Stated task = Rewrite the lines below with "every instance" swapped for "each instance" wherever it appears, leaving everything else unchanged.

Dataset records =

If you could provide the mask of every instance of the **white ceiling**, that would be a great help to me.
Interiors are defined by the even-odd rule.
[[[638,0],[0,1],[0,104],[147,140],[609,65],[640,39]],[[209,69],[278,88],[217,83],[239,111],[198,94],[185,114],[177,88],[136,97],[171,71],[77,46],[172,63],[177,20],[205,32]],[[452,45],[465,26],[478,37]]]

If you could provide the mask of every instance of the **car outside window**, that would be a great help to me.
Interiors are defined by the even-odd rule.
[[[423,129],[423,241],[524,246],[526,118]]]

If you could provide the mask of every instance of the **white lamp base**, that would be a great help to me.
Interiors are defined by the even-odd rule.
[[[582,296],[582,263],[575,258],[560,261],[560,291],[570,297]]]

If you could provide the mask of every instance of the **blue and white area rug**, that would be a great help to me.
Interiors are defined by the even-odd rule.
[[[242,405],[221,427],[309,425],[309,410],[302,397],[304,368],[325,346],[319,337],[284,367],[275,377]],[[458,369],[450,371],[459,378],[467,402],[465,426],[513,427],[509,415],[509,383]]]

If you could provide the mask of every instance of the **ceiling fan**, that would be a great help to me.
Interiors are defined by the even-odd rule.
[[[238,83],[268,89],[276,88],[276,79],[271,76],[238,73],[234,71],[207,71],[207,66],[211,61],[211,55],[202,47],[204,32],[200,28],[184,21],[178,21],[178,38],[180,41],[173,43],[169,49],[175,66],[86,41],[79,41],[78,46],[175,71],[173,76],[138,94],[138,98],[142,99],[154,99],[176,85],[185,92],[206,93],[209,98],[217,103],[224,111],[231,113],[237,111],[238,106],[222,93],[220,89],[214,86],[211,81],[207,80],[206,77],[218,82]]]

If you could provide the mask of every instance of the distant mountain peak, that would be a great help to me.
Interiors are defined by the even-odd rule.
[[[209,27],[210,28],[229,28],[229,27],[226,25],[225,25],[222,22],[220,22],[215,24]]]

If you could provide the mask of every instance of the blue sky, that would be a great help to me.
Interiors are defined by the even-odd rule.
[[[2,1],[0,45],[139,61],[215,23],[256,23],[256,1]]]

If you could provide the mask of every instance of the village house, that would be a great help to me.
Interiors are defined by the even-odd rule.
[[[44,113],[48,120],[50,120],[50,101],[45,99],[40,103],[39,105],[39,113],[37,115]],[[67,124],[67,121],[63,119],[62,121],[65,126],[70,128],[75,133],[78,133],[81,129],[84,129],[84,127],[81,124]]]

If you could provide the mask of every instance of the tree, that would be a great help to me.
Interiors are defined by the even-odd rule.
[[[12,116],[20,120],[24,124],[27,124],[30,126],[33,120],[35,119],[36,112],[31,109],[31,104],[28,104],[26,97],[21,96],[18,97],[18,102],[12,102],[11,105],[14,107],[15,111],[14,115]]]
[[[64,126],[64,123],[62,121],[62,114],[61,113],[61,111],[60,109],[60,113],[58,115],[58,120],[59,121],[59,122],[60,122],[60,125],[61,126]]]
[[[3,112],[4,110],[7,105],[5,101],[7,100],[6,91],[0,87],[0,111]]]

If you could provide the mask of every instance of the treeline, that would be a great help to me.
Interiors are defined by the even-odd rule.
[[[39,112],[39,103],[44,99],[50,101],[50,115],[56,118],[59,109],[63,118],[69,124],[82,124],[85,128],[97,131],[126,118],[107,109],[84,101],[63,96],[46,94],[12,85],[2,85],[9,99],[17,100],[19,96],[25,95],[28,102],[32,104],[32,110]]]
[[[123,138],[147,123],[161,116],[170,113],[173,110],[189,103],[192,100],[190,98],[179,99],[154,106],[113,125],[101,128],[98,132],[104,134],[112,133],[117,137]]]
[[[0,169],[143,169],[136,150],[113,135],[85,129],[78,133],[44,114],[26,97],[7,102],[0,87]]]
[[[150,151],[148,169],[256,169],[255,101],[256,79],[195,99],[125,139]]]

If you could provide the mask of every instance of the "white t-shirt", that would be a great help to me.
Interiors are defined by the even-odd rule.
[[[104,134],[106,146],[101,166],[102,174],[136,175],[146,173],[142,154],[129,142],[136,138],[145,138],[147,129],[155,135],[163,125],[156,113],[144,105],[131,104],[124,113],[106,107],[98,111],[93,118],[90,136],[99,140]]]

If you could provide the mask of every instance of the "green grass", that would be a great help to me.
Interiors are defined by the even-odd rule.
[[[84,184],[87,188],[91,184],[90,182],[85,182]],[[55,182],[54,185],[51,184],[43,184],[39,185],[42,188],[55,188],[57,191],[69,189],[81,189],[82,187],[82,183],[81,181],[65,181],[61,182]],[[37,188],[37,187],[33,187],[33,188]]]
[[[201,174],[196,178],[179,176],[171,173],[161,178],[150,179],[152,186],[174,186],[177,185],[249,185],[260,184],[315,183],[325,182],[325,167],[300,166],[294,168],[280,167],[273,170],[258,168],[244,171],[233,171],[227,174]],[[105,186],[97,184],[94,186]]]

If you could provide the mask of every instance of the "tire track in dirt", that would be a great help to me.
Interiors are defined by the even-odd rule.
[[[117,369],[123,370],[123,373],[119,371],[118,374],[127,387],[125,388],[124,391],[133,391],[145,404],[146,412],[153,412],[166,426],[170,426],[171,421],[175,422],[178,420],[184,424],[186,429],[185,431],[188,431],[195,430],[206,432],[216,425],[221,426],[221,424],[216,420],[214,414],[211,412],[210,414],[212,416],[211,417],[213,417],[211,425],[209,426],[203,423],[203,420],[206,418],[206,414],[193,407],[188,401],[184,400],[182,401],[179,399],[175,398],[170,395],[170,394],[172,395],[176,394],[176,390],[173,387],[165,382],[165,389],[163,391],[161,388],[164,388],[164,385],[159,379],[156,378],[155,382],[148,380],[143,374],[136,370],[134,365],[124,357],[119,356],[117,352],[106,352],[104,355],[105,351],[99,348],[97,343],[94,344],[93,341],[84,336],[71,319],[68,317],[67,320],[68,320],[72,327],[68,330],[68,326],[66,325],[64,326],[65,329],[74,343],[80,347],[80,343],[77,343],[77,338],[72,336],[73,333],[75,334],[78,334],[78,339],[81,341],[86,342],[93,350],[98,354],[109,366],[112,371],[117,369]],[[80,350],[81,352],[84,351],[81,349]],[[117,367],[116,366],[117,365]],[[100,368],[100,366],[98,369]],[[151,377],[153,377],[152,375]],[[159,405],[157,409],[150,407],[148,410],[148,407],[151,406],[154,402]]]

Solved problem =
If you could provide the mask of each instance of the **white ceiling**, that would be a great help to me.
Interiors are defined by the even-odd rule.
[[[638,0],[0,1],[0,104],[147,140],[609,65],[640,39]],[[209,69],[278,88],[217,83],[239,111],[198,94],[185,114],[177,88],[136,97],[171,71],[77,46],[172,63],[177,20],[205,32]],[[452,45],[465,26],[478,37]]]

If you could provide the mask of each instance of the **car outside window**, that would be a great help to me.
Interiors are defined by the even-odd rule.
[[[423,129],[423,241],[524,246],[526,118]]]

If you could provide the mask of each instance of the **white lamp base**, that would be a great help to me.
Interiors are defined by the even-odd rule.
[[[582,296],[582,263],[575,258],[560,261],[560,291],[570,297]]]

If you could provide the mask of each instance of the **blue and white area rug**, that would be a great help to me.
Interiors are defined by the even-odd rule.
[[[242,405],[221,427],[309,425],[309,410],[302,397],[304,368],[325,346],[319,337],[284,367],[275,377]],[[458,369],[450,371],[459,378],[467,402],[465,426],[513,427],[509,415],[509,383]]]

If you could provide the mask of each instance of the **ceiling fan**, that would be a great help to me.
Interiors are defined by the even-odd rule.
[[[238,83],[268,89],[276,88],[276,79],[271,76],[238,73],[234,71],[207,71],[207,66],[211,61],[211,55],[202,47],[204,32],[200,28],[184,21],[178,21],[178,38],[180,41],[173,43],[169,49],[175,66],[86,41],[79,41],[78,46],[175,71],[173,76],[138,94],[138,98],[142,99],[154,99],[176,85],[185,92],[206,93],[209,98],[217,103],[224,111],[231,113],[237,111],[238,106],[222,93],[220,89],[214,86],[211,81],[207,80],[206,77],[218,82]]]

If you could provide the mask of each instance of the distant mountain peak, that would be a great help to me.
Interiors are defined by the even-odd rule.
[[[209,27],[210,28],[229,28],[229,27],[226,25],[225,25],[222,22],[220,22],[215,24]]]

If you could provide the mask of each instance of the blue sky, that would be a great help to me.
Interiors are defined by the even-odd rule.
[[[2,1],[0,45],[139,61],[215,23],[256,23],[256,1]]]

If you could provide the mask of each instance of the village house, that would be a great help to me.
Interiors are defined by the even-odd rule.
[[[44,113],[48,120],[50,120],[50,101],[45,99],[40,103],[39,105],[39,113],[37,115]],[[67,124],[67,121],[63,119],[62,121],[65,126],[70,128],[75,133],[78,133],[81,129],[84,129],[84,127],[81,124]]]

If you could provide the mask of each instance of the tree, that would be a great help to me.
Interiors are defined by the even-odd rule.
[[[12,116],[20,120],[24,124],[27,124],[30,126],[33,120],[35,119],[36,112],[31,109],[31,104],[28,104],[26,97],[21,96],[18,97],[18,102],[12,102],[11,105],[14,107],[15,111],[14,115]]]
[[[64,126],[64,123],[62,121],[62,114],[61,113],[61,111],[60,109],[60,113],[58,115],[58,120],[59,121],[59,122],[60,122],[60,125],[61,126]]]
[[[3,112],[4,110],[7,105],[5,101],[7,100],[6,91],[0,87],[0,111]]]

If you could provide the mask of each instance of the treeline, that would be a great help to me.
Interiors are defined by the even-odd rule.
[[[39,112],[39,103],[44,99],[50,101],[50,115],[56,118],[59,109],[63,118],[69,124],[82,124],[85,128],[97,131],[126,118],[107,109],[84,101],[63,96],[46,94],[12,85],[2,85],[9,99],[17,100],[19,96],[25,95],[28,102],[32,104],[32,110]]]
[[[123,138],[147,123],[161,116],[170,113],[173,110],[189,103],[192,100],[190,98],[179,99],[154,106],[113,125],[101,128],[98,132],[104,134],[112,133],[117,137]]]
[[[0,169],[143,169],[136,150],[113,135],[85,129],[78,133],[44,114],[26,97],[7,102],[0,87]]]
[[[150,151],[148,169],[256,169],[255,101],[256,79],[195,99],[125,139]]]

If you could provide the mask of each instance of the "white t-shirt", that would be a great help to me.
Interiors are defined by the even-odd rule.
[[[104,134],[106,146],[101,166],[102,174],[136,175],[146,173],[142,154],[129,142],[136,138],[145,138],[147,129],[155,135],[163,125],[156,113],[144,105],[131,104],[124,113],[106,107],[98,111],[93,118],[90,136],[99,140]]]

If you could provide the mask of each instance of the "green grass", that would be a great help to me.
Interiors are defined by the even-odd rule.
[[[84,184],[87,188],[91,184],[90,182],[85,182]],[[55,182],[54,185],[51,184],[43,184],[39,185],[42,188],[55,188],[57,191],[69,189],[81,189],[82,187],[82,183],[81,181],[65,181],[61,182]],[[37,188],[37,187],[33,187],[33,188]]]
[[[201,174],[196,178],[179,176],[171,173],[161,178],[150,179],[152,186],[174,186],[177,185],[249,185],[260,184],[315,183],[325,182],[325,167],[300,166],[294,168],[280,167],[273,170],[258,168],[244,171],[233,171],[227,174]],[[105,186],[97,184],[94,186]]]

If you could provide the mask of each instance of the "tire track in dirt", that would be a great help to me.
Interiors are defined by the even-odd rule.
[[[117,369],[123,370],[123,373],[119,371],[118,374],[127,387],[125,388],[124,391],[133,391],[145,404],[146,412],[153,412],[166,426],[170,426],[171,421],[175,422],[178,420],[184,424],[186,429],[185,431],[188,431],[195,430],[206,432],[216,425],[221,426],[221,424],[216,420],[214,414],[211,412],[210,414],[212,416],[211,417],[213,417],[211,425],[209,426],[203,423],[203,420],[206,418],[206,414],[193,407],[188,401],[184,400],[182,401],[179,399],[175,398],[170,395],[170,394],[172,395],[176,394],[176,390],[173,387],[165,382],[165,389],[163,391],[161,388],[164,388],[164,385],[159,379],[156,378],[155,382],[148,380],[143,374],[136,370],[134,365],[124,357],[119,356],[117,352],[106,352],[104,355],[105,351],[99,348],[97,343],[94,344],[93,341],[84,336],[71,319],[68,317],[67,320],[68,320],[72,327],[68,330],[68,326],[66,325],[64,326],[65,329],[74,343],[80,347],[80,343],[77,343],[77,338],[72,336],[73,333],[75,334],[78,334],[78,339],[81,341],[86,342],[93,350],[98,354],[109,366],[112,371],[117,369]],[[80,350],[81,352],[84,351],[81,349]],[[117,367],[116,366],[117,365]],[[100,368],[100,366],[98,369]],[[151,377],[153,377],[152,375]],[[159,405],[157,409],[150,407],[148,410],[148,407],[151,406],[154,402]]]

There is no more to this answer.